• **Dataset records**:

━━━━

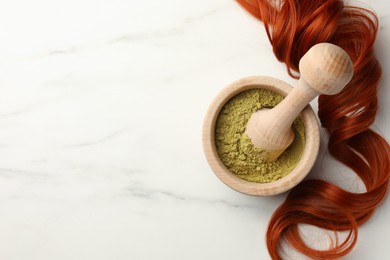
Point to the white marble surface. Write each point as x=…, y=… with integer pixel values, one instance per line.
x=101, y=109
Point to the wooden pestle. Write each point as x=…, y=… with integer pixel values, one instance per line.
x=324, y=69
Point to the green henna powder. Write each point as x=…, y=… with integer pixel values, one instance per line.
x=236, y=149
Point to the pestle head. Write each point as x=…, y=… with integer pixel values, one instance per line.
x=325, y=69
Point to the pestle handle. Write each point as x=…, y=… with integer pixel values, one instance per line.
x=325, y=69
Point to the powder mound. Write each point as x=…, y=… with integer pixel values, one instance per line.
x=236, y=149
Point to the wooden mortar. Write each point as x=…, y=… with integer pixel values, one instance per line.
x=322, y=82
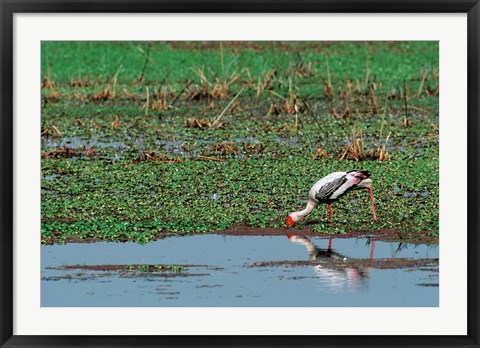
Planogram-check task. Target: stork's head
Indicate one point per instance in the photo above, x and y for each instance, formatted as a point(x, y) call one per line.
point(291, 219)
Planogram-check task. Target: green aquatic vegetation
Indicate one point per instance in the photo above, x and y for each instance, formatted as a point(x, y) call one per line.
point(118, 194)
point(146, 268)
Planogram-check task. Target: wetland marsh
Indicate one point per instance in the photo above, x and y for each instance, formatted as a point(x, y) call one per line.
point(146, 144)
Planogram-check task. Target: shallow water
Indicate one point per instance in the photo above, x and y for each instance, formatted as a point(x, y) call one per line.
point(230, 272)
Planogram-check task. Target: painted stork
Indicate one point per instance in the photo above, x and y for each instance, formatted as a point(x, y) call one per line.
point(331, 188)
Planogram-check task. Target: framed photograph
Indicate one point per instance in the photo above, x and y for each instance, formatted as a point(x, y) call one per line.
point(239, 173)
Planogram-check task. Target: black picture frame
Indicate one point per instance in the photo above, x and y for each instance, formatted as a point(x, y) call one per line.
point(9, 8)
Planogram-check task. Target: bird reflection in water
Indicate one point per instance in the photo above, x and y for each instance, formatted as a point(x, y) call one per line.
point(328, 270)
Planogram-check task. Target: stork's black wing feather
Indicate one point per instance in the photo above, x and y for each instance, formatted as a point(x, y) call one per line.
point(328, 189)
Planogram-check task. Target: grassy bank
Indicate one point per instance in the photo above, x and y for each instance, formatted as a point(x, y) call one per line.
point(140, 138)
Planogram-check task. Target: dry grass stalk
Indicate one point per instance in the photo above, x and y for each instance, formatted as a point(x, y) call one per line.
point(433, 92)
point(216, 89)
point(253, 148)
point(211, 158)
point(145, 155)
point(129, 94)
point(116, 123)
point(321, 153)
point(90, 151)
point(63, 152)
point(101, 96)
point(265, 83)
point(78, 83)
point(50, 131)
point(53, 96)
point(420, 88)
point(328, 90)
point(356, 149)
point(202, 124)
point(224, 148)
point(380, 153)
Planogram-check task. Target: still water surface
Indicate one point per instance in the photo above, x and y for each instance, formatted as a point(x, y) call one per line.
point(225, 276)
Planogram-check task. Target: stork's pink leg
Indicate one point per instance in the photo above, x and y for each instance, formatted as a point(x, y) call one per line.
point(372, 249)
point(330, 213)
point(373, 205)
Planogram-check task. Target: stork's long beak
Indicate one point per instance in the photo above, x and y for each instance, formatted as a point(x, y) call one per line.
point(370, 189)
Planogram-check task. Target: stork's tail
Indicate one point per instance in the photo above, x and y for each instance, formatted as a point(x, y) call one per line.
point(362, 174)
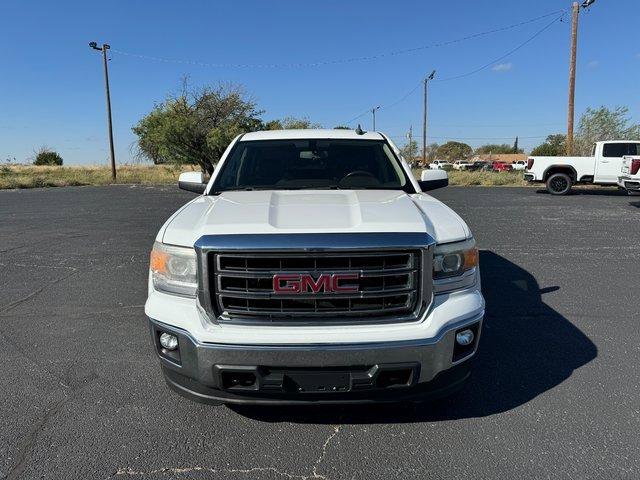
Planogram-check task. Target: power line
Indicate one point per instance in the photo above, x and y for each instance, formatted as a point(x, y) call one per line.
point(477, 70)
point(336, 61)
point(455, 137)
point(502, 57)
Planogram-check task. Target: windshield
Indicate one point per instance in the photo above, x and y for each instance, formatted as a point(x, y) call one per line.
point(310, 164)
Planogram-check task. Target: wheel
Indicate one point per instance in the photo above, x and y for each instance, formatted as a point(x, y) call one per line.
point(559, 184)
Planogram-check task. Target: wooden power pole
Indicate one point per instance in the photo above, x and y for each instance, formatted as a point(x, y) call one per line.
point(572, 77)
point(424, 118)
point(112, 154)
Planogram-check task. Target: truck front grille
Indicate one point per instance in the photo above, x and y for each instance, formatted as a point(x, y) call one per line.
point(371, 286)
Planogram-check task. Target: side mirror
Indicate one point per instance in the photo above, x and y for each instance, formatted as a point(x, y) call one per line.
point(192, 182)
point(432, 179)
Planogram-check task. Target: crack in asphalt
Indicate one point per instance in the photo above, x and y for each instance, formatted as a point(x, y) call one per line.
point(242, 471)
point(26, 450)
point(37, 291)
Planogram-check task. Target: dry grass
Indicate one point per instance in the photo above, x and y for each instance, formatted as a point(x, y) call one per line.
point(27, 176)
point(483, 179)
point(487, 179)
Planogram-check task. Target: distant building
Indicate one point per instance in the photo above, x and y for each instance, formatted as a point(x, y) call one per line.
point(499, 157)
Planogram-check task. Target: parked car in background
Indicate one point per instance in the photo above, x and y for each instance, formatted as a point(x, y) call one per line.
point(500, 167)
point(480, 165)
point(629, 178)
point(519, 165)
point(440, 165)
point(603, 167)
point(462, 165)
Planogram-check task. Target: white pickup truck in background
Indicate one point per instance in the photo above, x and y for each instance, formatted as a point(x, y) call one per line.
point(629, 178)
point(602, 168)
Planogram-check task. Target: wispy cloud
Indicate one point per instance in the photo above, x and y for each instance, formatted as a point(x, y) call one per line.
point(502, 67)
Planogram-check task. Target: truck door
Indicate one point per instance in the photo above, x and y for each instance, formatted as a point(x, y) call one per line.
point(609, 161)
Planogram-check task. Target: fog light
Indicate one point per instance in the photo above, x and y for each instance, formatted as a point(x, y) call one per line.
point(464, 337)
point(168, 341)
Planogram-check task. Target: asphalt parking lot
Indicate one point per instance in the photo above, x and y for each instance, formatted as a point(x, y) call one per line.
point(555, 392)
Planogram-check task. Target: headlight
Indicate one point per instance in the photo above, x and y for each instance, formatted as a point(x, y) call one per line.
point(453, 259)
point(454, 266)
point(173, 269)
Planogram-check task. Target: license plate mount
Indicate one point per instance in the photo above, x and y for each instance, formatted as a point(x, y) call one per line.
point(317, 382)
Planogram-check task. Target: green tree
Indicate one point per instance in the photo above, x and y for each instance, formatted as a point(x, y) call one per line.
point(196, 125)
point(497, 149)
point(290, 123)
point(554, 145)
point(453, 151)
point(604, 124)
point(46, 156)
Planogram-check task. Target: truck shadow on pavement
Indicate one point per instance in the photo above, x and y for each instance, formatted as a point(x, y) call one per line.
point(526, 349)
point(603, 191)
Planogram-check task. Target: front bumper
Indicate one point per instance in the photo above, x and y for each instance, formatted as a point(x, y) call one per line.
point(348, 373)
point(628, 183)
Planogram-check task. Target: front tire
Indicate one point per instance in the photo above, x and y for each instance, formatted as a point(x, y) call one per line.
point(559, 184)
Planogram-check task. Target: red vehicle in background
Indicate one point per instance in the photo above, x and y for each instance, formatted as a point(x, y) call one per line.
point(501, 167)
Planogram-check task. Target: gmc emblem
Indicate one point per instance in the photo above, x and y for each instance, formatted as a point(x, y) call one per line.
point(298, 283)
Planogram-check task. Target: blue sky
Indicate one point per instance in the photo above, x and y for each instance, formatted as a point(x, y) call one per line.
point(51, 84)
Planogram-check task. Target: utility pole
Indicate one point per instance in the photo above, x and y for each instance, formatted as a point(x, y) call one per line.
point(410, 149)
point(112, 154)
point(424, 119)
point(373, 112)
point(572, 70)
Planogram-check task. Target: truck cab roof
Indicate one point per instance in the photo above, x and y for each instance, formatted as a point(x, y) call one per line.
point(320, 133)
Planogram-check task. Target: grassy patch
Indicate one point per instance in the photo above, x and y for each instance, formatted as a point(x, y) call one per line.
point(27, 176)
point(483, 179)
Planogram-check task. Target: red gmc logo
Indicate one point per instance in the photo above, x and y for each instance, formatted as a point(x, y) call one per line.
point(296, 283)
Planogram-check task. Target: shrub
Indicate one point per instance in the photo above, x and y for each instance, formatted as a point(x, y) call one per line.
point(46, 156)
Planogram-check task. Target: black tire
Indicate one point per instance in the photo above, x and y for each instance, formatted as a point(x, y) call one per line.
point(559, 184)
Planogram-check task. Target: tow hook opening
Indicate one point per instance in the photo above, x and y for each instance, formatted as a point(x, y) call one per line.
point(168, 346)
point(239, 378)
point(465, 341)
point(400, 377)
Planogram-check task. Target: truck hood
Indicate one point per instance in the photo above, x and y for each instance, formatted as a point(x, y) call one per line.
point(312, 211)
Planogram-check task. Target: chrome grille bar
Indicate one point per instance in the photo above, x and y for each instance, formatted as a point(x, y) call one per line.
point(236, 284)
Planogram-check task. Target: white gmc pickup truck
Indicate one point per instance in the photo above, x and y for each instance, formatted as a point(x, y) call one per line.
point(602, 168)
point(629, 178)
point(313, 269)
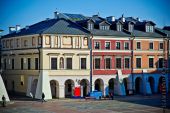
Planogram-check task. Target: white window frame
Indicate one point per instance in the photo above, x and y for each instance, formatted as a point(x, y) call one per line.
point(125, 44)
point(56, 64)
point(105, 62)
point(99, 44)
point(80, 62)
point(149, 45)
point(120, 45)
point(153, 61)
point(105, 45)
point(129, 62)
point(159, 45)
point(95, 62)
point(137, 45)
point(121, 62)
point(136, 61)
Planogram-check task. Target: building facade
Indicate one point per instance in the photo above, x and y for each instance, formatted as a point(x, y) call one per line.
point(57, 56)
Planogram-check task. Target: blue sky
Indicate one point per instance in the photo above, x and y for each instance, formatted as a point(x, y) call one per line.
point(27, 12)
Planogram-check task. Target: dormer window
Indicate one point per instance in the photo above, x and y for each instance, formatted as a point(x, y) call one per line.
point(104, 27)
point(130, 27)
point(119, 27)
point(90, 26)
point(149, 28)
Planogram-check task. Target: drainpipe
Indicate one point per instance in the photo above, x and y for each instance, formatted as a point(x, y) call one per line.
point(132, 54)
point(91, 63)
point(39, 53)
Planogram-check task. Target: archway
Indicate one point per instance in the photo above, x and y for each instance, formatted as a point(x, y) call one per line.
point(99, 85)
point(125, 84)
point(160, 84)
point(54, 88)
point(138, 85)
point(85, 84)
point(111, 85)
point(69, 85)
point(151, 82)
point(34, 87)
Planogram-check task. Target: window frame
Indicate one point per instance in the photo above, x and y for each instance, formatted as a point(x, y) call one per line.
point(116, 62)
point(109, 45)
point(51, 66)
point(116, 45)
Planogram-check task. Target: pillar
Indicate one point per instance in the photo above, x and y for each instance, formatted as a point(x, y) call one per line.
point(61, 91)
point(43, 86)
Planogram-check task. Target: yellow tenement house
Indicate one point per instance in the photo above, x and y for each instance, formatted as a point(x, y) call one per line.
point(50, 57)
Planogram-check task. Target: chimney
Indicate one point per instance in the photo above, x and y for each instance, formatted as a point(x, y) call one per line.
point(18, 27)
point(56, 14)
point(123, 18)
point(110, 18)
point(12, 29)
point(138, 19)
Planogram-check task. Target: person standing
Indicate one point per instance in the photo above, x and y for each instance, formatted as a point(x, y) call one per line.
point(3, 101)
point(43, 96)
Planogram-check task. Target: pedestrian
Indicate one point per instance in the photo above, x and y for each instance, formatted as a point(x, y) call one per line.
point(3, 101)
point(43, 96)
point(112, 95)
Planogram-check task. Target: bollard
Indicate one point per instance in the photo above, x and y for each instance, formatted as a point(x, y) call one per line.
point(3, 101)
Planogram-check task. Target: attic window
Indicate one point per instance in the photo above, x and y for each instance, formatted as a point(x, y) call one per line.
point(90, 26)
point(104, 27)
point(149, 28)
point(130, 27)
point(119, 27)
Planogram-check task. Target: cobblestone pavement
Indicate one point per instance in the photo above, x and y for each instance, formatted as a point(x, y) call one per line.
point(128, 104)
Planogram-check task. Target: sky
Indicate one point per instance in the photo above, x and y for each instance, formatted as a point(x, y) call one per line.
point(28, 12)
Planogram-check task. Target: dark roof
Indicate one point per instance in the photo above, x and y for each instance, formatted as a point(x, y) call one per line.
point(51, 26)
point(75, 17)
point(138, 33)
point(99, 32)
point(166, 28)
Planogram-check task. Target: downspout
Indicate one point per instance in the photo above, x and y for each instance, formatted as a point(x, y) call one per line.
point(91, 63)
point(132, 54)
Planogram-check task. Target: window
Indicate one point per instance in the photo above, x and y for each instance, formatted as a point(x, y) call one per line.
point(149, 28)
point(25, 43)
point(97, 63)
point(22, 63)
point(119, 27)
point(104, 27)
point(69, 63)
point(107, 63)
point(12, 63)
point(126, 46)
point(33, 41)
point(61, 63)
point(151, 62)
point(5, 64)
point(90, 26)
point(127, 63)
point(151, 45)
point(83, 63)
point(138, 62)
point(107, 45)
point(138, 45)
point(17, 42)
point(97, 45)
point(36, 64)
point(130, 27)
point(161, 45)
point(160, 63)
point(117, 45)
point(53, 63)
point(118, 63)
point(29, 63)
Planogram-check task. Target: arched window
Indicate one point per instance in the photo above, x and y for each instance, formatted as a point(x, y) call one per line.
point(61, 63)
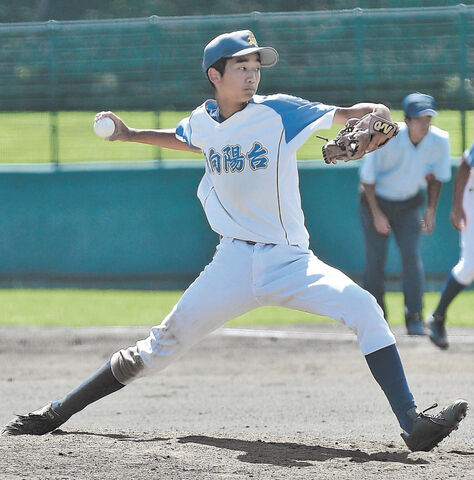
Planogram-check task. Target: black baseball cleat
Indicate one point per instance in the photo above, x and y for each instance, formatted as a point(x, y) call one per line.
point(414, 324)
point(437, 330)
point(429, 430)
point(39, 422)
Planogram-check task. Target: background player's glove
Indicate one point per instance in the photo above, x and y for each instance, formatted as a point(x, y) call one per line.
point(359, 137)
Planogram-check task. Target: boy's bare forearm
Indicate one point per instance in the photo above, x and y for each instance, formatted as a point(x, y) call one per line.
point(163, 138)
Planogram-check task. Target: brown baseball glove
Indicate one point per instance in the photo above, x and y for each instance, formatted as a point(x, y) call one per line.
point(358, 137)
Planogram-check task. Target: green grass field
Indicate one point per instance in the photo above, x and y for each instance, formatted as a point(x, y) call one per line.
point(80, 308)
point(25, 137)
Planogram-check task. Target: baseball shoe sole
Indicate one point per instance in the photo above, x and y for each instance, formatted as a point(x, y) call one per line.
point(429, 430)
point(39, 422)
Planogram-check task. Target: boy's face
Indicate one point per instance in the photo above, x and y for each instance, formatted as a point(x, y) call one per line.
point(419, 126)
point(240, 79)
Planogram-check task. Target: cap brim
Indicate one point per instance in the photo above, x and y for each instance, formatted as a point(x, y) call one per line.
point(428, 111)
point(268, 55)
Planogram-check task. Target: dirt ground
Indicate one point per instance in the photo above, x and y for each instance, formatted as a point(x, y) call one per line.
point(240, 405)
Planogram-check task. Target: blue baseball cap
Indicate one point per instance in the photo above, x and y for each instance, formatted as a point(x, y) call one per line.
point(236, 44)
point(418, 104)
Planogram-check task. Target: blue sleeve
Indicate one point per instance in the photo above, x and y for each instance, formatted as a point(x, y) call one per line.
point(296, 113)
point(183, 131)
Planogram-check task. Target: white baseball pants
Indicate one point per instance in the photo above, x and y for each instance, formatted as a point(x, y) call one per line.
point(242, 277)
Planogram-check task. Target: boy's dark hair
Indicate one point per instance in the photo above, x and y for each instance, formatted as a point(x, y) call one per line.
point(219, 66)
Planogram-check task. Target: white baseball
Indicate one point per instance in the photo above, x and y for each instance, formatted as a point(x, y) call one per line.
point(104, 127)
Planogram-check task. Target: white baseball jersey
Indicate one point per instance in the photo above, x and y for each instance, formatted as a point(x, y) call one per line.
point(250, 192)
point(399, 168)
point(250, 188)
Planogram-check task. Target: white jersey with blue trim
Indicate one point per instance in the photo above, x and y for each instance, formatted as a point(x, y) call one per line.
point(250, 189)
point(469, 155)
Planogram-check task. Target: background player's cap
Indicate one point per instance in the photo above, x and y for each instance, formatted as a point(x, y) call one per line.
point(418, 104)
point(236, 44)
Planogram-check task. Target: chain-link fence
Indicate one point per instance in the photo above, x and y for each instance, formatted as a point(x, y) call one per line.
point(154, 64)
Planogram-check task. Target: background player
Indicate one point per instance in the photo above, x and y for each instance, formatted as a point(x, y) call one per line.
point(391, 180)
point(251, 199)
point(462, 219)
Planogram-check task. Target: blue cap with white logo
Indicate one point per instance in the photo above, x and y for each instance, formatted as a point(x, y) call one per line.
point(236, 44)
point(419, 104)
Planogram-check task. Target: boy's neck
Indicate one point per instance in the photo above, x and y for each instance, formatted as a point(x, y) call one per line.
point(228, 108)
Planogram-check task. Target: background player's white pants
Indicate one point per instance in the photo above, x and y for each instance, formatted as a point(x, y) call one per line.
point(242, 277)
point(463, 272)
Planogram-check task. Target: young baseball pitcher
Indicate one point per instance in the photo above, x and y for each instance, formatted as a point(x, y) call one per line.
point(251, 198)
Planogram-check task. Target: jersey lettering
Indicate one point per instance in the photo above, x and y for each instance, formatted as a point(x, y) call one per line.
point(233, 158)
point(257, 156)
point(214, 161)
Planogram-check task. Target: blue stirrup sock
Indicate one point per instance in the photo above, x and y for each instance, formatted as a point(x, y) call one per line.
point(450, 289)
point(100, 384)
point(387, 369)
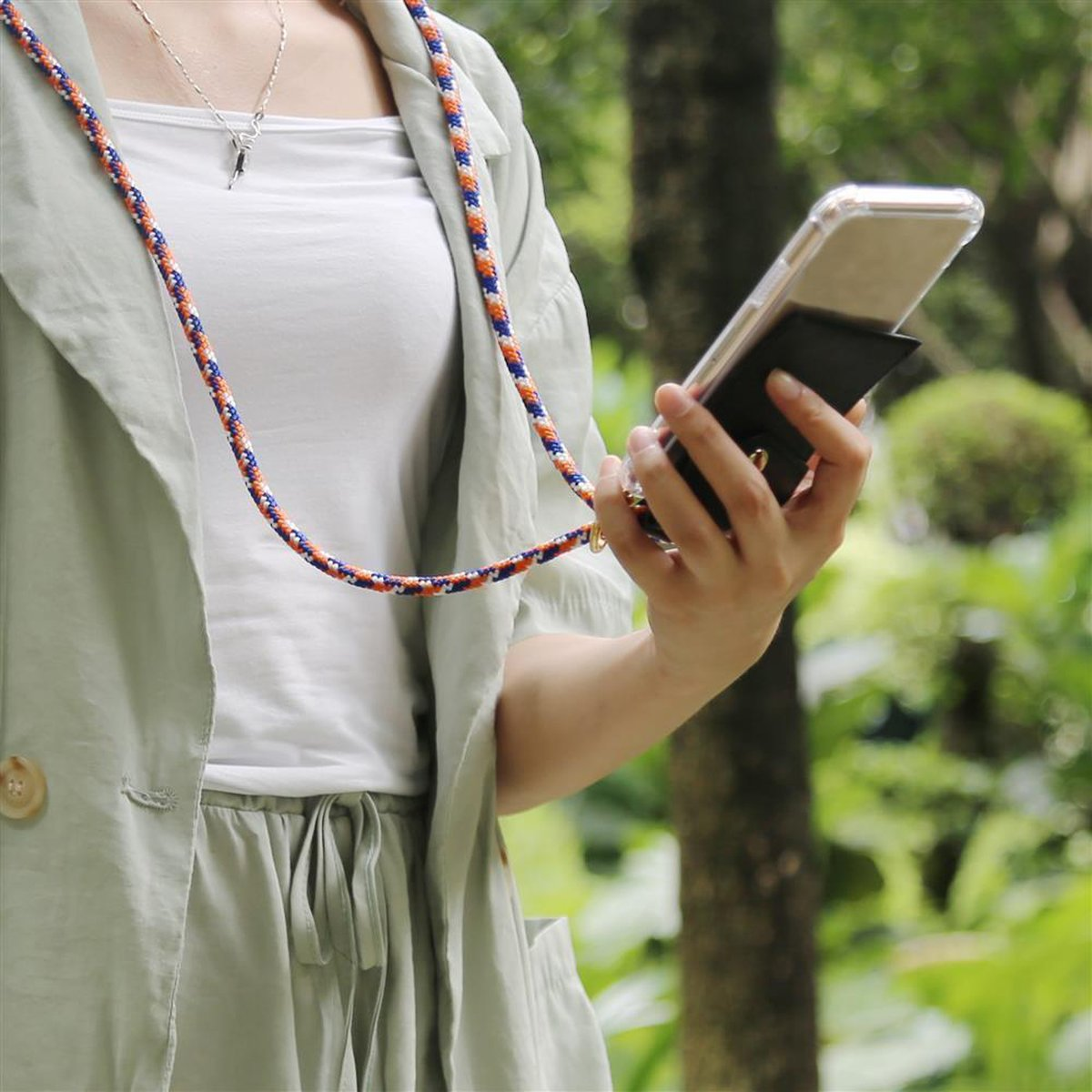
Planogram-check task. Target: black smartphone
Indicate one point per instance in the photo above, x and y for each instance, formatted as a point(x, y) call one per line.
point(827, 310)
point(840, 360)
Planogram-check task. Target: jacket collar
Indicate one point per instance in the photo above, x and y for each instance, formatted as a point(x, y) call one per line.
point(76, 263)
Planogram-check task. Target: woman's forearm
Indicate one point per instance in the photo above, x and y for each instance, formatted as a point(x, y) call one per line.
point(573, 709)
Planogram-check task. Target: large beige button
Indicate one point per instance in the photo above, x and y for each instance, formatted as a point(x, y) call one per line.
point(22, 787)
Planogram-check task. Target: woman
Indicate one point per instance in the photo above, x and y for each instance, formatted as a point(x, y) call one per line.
point(316, 894)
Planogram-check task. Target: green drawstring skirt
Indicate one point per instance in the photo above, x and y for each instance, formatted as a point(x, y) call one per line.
point(308, 959)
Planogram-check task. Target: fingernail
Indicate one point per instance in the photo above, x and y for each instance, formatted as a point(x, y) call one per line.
point(674, 399)
point(642, 438)
point(785, 385)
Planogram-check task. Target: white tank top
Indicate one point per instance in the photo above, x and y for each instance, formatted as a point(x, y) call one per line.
point(325, 284)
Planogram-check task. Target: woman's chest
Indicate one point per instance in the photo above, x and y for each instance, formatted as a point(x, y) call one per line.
point(329, 68)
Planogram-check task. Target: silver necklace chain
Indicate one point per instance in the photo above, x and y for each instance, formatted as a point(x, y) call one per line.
point(243, 141)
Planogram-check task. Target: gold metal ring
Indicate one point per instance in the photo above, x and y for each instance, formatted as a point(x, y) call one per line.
point(759, 457)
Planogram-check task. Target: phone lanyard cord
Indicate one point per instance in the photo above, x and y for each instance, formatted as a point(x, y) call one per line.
point(491, 290)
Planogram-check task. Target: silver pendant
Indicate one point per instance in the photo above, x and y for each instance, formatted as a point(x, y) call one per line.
point(240, 165)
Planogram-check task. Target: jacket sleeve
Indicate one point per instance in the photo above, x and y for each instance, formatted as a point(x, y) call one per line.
point(580, 592)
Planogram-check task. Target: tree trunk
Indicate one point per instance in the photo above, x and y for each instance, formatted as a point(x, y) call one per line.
point(707, 223)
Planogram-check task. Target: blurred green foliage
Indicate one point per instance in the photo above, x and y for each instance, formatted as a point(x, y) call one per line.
point(956, 932)
point(988, 453)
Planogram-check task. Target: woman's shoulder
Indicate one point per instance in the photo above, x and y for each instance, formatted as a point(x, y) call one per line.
point(475, 55)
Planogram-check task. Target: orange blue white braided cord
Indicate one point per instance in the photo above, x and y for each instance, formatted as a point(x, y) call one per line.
point(492, 293)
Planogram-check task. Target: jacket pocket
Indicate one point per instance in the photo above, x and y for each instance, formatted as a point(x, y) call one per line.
point(572, 1055)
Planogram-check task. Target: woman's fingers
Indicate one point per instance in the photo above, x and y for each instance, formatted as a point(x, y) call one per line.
point(645, 562)
point(751, 503)
point(844, 452)
point(702, 544)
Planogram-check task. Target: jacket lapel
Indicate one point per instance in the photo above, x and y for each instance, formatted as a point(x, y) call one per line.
point(74, 259)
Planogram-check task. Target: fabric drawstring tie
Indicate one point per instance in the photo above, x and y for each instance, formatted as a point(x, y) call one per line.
point(496, 305)
point(349, 915)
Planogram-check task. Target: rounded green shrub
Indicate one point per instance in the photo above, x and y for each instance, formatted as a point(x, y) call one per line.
point(988, 453)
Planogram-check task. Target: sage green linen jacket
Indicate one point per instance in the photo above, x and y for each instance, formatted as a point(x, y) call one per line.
point(106, 680)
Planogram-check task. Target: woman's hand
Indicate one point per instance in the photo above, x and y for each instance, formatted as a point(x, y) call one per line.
point(716, 600)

━━━━

Look through the data above for the string "background" and copy every line where it appears.

Planogram-check task. Target: parked car in background
Planogram-check task. Target: white pickup truck in background
Planogram-check task. Target: red vehicle in background
Planogram-check task. Target: background player's glove
Planogram-check task. Target: background player's cap
Planogram-check task. Target: background player
Planogram-check task. Target: background player's white pants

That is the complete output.